** Stated task **
Rewrite the data below so that "evenodd" becomes "nonzero" wherever it occurs. Keep every other character unchanged.

Excerpts of annotation records
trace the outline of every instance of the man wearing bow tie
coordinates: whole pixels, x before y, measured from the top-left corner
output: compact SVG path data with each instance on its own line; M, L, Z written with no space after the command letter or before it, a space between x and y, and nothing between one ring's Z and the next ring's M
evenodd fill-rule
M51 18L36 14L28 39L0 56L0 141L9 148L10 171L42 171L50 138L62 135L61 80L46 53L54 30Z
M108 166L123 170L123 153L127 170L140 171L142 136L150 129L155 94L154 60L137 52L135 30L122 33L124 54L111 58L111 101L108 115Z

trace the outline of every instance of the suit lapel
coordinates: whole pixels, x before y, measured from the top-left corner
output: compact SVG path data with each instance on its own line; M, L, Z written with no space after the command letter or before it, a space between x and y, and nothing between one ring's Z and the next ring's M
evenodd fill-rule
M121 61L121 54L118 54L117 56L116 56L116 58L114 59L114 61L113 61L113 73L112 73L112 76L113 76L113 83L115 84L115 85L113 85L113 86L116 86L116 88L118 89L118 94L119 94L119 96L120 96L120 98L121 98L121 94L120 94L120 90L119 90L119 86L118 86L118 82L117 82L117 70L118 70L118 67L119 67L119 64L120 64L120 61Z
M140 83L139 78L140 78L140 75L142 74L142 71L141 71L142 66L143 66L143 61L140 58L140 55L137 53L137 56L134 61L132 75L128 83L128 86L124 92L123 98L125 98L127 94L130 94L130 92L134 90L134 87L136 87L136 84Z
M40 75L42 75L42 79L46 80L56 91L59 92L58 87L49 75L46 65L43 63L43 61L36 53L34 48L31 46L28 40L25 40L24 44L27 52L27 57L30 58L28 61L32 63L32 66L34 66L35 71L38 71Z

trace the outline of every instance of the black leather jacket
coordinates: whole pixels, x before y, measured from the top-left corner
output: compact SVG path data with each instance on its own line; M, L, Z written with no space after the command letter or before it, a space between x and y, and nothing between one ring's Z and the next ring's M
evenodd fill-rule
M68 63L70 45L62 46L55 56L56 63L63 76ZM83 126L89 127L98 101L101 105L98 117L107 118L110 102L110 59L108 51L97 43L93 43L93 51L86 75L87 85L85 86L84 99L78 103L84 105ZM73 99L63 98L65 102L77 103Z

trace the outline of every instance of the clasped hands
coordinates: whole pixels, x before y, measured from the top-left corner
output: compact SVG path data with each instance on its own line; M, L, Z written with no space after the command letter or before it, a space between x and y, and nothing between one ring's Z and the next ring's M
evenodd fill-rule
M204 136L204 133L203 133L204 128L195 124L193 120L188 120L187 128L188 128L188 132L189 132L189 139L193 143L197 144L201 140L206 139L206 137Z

** The completed task **
trace the outline of every instance of the man wearing bow tie
coordinates: whole pixels, x before y, measured from the top-left corner
output: compact SVG path data with each instance on its own line; M, L, Z written with no space after the command letter or before it, a space between x and y, and nothing between one ring's Z and the next ring's M
nonzero fill-rule
M51 18L36 14L28 39L0 56L0 141L9 148L10 171L42 171L50 138L62 135L61 80L46 53L54 30Z
M108 166L123 170L123 153L127 170L140 171L142 136L150 129L155 94L154 60L137 52L135 30L122 33L124 54L111 58L111 101L108 115Z

trace the outline of every instance of the suit lapel
coordinates: whole pixels, x before y, measured from the top-left corner
output: compact SVG path data with each instance on its own line; M, L, Z written with no space after the command letter or before it, a space between x and y, and nothing between one ring's Z and the next ring's M
nonzero fill-rule
M121 61L121 54L118 54L117 56L116 56L116 58L114 59L114 61L113 61L113 73L112 73L112 76L113 76L113 83L115 84L115 85L113 85L113 86L116 86L116 88L118 89L118 94L119 94L119 96L120 96L120 98L121 98L121 94L120 94L120 90L119 90L119 86L118 86L118 82L117 82L117 70L118 70L118 67L119 67L119 64L120 64L120 61Z
M140 83L139 78L140 78L140 75L142 74L142 71L141 71L142 66L143 66L143 61L140 58L140 55L137 53L137 56L134 61L132 75L128 83L128 86L124 92L123 98L125 98L127 94L130 94L130 92L134 90L134 87L136 87L136 84Z
M40 75L42 75L42 79L46 80L56 91L59 92L58 87L49 75L46 65L43 63L43 61L36 53L34 48L31 46L28 40L25 40L24 44L27 52L27 57L30 58L28 61L32 63L32 66L34 66L35 71L38 71Z

trace the outline of every instance of the black leather jacket
coordinates: whole pixels, x before y, measured from the top-left corner
output: compact SVG path data with each instance on its own line; M, L, Z written with no space after the command letter or before it, a space between x and y, and nothing between one ring's Z and the next ring's M
nonzero fill-rule
M68 63L70 45L62 46L55 56L56 63L63 76ZM83 126L89 127L98 101L101 105L98 117L107 118L110 102L110 59L108 51L97 43L93 43L93 51L86 75L87 85L85 86L84 99L78 103L84 105ZM73 99L63 98L65 102L77 103Z

trace the outline of every instance of the clasped hands
coordinates: whole pixels, x before y, measured from the top-left corner
output: compact SVG path data with each instance on its own line; M, L, Z written with no space after the command letter or before it, a space between x and y, and nothing between one ring's Z and the next ring's M
nonzero fill-rule
M204 136L204 133L203 133L204 128L195 124L193 120L188 120L187 128L188 128L188 132L189 132L189 139L193 143L197 144L201 140L206 139L206 137Z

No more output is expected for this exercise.